TESTO DI LETTURA:
--
Nella raccolta ricorre più volte, insieme a quello dell’apparenza, il tema dell’assenza, “Siamo qui nel tuo sangue,/ gridano gli assenti” (“Nei secoli dei secoli”, p. 34), ma questi ‘diversi’ assenti, così ‘vivacemente’ operosi, io credo di individuarli in coloro i quali ci hanno preceduto, essi sono dunque al contrario, presenti, per il fatto che li portiamo con noi nel nostro DNA e nel nostro sangue, anzi essi si trovano addirittura ‘a gridare’ in noi la loro presenza, perché desiderosi di proseguire, attraverso noi, con la stessa passione che li aveva animati o con quella che non avevano saputo o potuto esprimere durante la loro esistenza, sulla strada dell’amore.
Per esistere in autentica presenza dobbiamo mantenere la guardia, avverte infatti B. Vincenzi  in “Nei secoli dei secoli” e in “Pane di sole”, dato che il nostro procedere tende a farsi troppo spesso, per pigrizia, stanchezza o per insensibilità, “un camminare di assenti”.
Nel precipizio della vita e per essa, afferma il Poeta, “Siamo la corsa che ci rende/ ciechi” e nella corsa poi “chi distingue più/ il durevole dal passeggero”, talora è difficile riconoscere il vero dal falso, vedere con chiarezza ciò che è realmente importante, ma è in questa asserzione: “lo chiedo a te che sei me”, che si legge nella prima poesia e in questo passaggio della seconda (“Credimi quando ti parlo”): “lasciami essere ciò che non vuoi che sia”, che vengono offerte al lettore, per l’appunto, indimenticabili meraviglie, in sintesi, lucide perle da conservare nel cassetto delle necessità.
Il trasporto emotivo verso l’altro e verso il mondo, si comprende,  è l’unica via di accesso possibile per la nostra presenza reale, l’unico varco al muro della solitudine, rimedio all’egoistica retrocessione di sé, unico contrasto alla morte e suo contravveleno.
--
COMPITI:
• a. Nel testo di lettura, riscrivi il passo da "Per esistere in" fino a "cassetto delle necessità." compreso, sostituendo "pigrizia" con "indolenza".
• b. Secondo il testo di lettura, in che cosa tende a trasformarsi troppo spesso il nostro procedere per pigrizia, stanchezza o insensibilità?
Le righe non servono per svolgere l'esercizio.
--
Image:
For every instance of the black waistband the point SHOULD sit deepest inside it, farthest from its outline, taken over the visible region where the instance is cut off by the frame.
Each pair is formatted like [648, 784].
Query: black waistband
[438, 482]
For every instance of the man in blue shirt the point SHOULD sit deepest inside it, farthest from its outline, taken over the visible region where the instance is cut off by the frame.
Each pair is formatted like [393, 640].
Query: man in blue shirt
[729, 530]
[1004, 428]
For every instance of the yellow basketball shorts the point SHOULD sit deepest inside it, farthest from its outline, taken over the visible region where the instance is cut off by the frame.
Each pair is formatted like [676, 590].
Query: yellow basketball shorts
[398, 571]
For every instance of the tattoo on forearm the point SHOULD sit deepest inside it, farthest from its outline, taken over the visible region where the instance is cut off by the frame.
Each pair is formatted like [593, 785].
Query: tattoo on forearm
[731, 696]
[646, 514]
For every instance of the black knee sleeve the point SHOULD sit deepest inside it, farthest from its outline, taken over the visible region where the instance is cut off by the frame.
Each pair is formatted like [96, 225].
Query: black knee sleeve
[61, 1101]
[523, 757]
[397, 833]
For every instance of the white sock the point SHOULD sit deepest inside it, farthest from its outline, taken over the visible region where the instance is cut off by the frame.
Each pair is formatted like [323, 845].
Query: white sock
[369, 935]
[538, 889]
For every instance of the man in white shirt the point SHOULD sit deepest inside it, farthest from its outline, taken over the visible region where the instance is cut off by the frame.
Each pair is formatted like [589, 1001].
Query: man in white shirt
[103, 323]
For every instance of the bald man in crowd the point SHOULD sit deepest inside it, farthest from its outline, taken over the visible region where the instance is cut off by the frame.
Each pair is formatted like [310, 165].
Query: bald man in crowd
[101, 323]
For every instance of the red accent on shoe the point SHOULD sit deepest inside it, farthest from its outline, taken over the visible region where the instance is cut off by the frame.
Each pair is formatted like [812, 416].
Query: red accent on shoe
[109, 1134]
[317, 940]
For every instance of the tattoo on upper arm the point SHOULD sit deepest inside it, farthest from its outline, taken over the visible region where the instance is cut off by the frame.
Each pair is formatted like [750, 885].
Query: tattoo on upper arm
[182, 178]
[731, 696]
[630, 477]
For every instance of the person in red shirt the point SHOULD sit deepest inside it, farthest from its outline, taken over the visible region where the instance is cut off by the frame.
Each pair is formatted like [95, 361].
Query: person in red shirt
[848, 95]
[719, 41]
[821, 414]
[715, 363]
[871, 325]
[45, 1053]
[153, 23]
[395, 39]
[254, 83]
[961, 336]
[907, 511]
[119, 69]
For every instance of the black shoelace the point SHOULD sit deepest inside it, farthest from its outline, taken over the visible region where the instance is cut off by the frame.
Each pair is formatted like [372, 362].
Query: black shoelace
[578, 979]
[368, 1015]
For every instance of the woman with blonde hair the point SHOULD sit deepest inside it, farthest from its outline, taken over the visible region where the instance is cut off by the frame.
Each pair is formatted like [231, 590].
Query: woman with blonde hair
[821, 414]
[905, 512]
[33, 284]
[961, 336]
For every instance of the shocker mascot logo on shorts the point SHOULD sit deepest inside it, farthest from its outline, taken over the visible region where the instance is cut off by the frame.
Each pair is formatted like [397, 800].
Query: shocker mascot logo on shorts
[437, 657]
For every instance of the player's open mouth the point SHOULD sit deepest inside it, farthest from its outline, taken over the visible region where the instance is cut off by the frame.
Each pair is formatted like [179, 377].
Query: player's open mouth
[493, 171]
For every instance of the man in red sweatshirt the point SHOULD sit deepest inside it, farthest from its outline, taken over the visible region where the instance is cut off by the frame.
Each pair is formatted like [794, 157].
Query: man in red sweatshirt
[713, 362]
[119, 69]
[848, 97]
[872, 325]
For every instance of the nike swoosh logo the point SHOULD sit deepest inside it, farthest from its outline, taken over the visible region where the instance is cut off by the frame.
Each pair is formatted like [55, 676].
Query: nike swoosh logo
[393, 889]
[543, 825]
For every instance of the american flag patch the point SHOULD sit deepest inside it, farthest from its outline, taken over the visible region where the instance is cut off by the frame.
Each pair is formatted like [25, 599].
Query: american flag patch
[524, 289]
--
SOLUZIONI:
• a.
Per esistere in autentica presenza dobbiamo mantenere la guardia, avverte infatti B. Vincenzi  in “Nei secoli dei secoli” e in “Pane di sole”, dato che il nostro procedere tende a farsi troppo spesso, per indolenza, stanchezza o per insensibilità, “un camminare di assenti”.
Nel precipizio della vita e per essa, afferma il Poeta, “Siamo la corsa che ci rende/ ciechi” e nella corsa poi “chi distingue più/ il durevole dal passeggero”, talora è difficile riconoscere il vero dal falso, vedere con chiarezza ciò che è realmente importante, ma è in questa asserzione: “lo chiedo a te che sei me”, che si legge nella prima poesia e in questo passaggio della seconda (“Credimi quando ti parlo”): “lasciami essere ciò che non vuoi che sia”, che vengono offerte al lettore, per l’appunto, indimenticabili meraviglie, in sintesi, lucide perle da conservare nel cassetto delle necessità.

• b. In "un camminare di assenti".